# start of The data
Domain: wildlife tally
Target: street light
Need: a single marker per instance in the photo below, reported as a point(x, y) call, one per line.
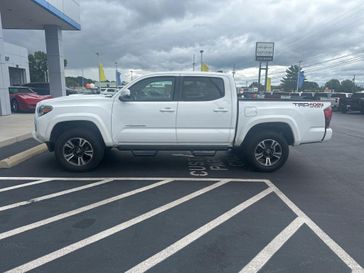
point(298, 74)
point(201, 52)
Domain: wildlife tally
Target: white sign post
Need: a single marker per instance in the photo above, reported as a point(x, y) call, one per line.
point(264, 52)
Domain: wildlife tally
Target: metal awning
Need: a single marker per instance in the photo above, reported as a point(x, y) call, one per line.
point(35, 14)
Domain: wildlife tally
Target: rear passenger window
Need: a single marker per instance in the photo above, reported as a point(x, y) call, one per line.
# end of The data
▶ _Exercise directions_
Please format the records as a numbered list, starting at the beginning of the records and ending with the line that contains "point(201, 52)", skipping blank lines and leaving out the pictures.

▶ _Solution for this task_
1. Domain: wildlife tally
2. Target: street light
3. Need: a single marker per instance in the photo below, reported as a point(x, y) call, one per line.
4. point(298, 74)
5. point(201, 52)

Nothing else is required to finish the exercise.